● **EXERCISE**
Rewrite every row below as a two-column CSV with the headers "prompt" and "answer": give each row its own line, and put its text and its answer each in one quoted field with line breaks replaced by spaces. Leave the pictures out.

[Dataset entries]
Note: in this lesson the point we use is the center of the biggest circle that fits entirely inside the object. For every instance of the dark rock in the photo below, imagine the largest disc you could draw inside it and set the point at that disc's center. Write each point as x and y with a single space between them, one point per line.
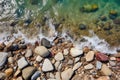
46 43
82 26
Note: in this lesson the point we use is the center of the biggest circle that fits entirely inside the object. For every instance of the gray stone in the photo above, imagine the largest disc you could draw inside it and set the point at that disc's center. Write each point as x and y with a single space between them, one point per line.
35 75
59 56
76 66
3 58
22 63
47 66
67 74
75 52
88 66
42 51
28 72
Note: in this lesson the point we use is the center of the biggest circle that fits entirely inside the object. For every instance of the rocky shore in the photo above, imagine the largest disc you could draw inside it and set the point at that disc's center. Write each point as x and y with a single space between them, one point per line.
56 60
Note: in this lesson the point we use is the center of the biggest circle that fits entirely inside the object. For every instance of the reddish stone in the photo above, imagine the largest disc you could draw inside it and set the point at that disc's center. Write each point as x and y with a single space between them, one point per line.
101 57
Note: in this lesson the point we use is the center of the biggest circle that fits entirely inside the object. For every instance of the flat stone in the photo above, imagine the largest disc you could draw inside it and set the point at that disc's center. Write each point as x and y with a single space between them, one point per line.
89 56
35 75
59 56
28 72
106 70
22 63
67 74
76 66
39 58
75 52
47 66
42 51
3 58
88 66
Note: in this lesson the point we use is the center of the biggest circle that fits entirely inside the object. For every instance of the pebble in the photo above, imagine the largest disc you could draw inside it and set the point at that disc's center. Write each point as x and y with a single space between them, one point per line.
28 53
75 52
35 75
9 72
89 56
98 65
67 74
28 72
106 71
76 66
47 66
3 58
39 58
22 63
59 56
42 51
88 66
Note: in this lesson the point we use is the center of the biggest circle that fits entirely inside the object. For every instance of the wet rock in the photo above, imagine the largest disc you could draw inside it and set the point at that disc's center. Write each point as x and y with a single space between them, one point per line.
28 72
67 74
42 51
45 67
106 71
3 58
46 43
75 52
76 66
101 57
39 58
89 56
22 63
35 75
88 66
59 56
9 72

● **SOLUTION TO THE EXERCISE**
prompt,answer
"Note: in this lesson the point we use is the center of the biggest circle that fits entirely inside the object. For every instance of the dark rock in the photo below, imagine the largest disc you could draw inside it and set the point at that disc's center. Write each point as x and y with a single space between them, one point per line.","46 43 82 26"
"Note: in this lesson the point we use is the center of the biggest circle that fits entirely inside the object. For every instance of the gray stone in the photo above, imagine the largest disc you could draw inside it and set the point at that disc's center. Write each point as x and y with a single space between them, one point per line.","35 75 59 56 76 66 3 58 22 63 47 66 67 74 75 52 88 66 42 51 28 72"
"Note: in this lesson the point we use is the center of the biggest circle that fits entirely inside the object. For every instance of the rocky shore in the photo above, imagine the largest disc you could draw inside it and set the point at that disc's center. Write each point as x and y with a single space between them, one point per line.","56 60"
"Note: in this lesson the point we use is the center of the biggest circle that fits entirely inside the object. For every instance of the reddish stone in the photo above, imagine the largest disc you could draw inside it and set the point at that disc's center. Write each point as x and y with a single space between them, one point per line.","101 57"
"Note: in this lesson the point we use is the center of the biggest circle that fits entirely inside the object. For every instance of the flat stone in the photo above, imagine the largest disc you could draw inside it and set the point at that disc's center. Write each point as x and y with a single space between them, one point per line.","89 56 35 75 59 56 28 72 106 70 22 63 67 74 76 66 39 58 75 52 47 66 42 51 3 58 88 66"
"Note: in this lesson the point we use is the center of the biggest circle that fits entirely inside the object. For every instance of the pebble in the photo above, imagine the largest disc you could draw inside it and set the point at that disc's center. Write each point as x and y with a single space between them, one point per line.","28 53 75 52 35 75 9 72 89 56 98 65 67 74 28 72 106 71 76 66 47 66 3 58 39 58 22 63 59 56 42 51 88 66"
"Note: in this lesson the point we use is the center of the biggest circle that fits entirely inside the object. For every instance of the wet rock in the photo above, imagine the largest disc you could draw inside it and set the point at that disc's center. Write each point as x and y with a single space between them, one point per line.","28 72 67 74 42 51 45 67 106 71 3 58 46 43 75 52 76 66 101 57 39 58 89 56 22 63 35 75 88 66 59 56 9 72"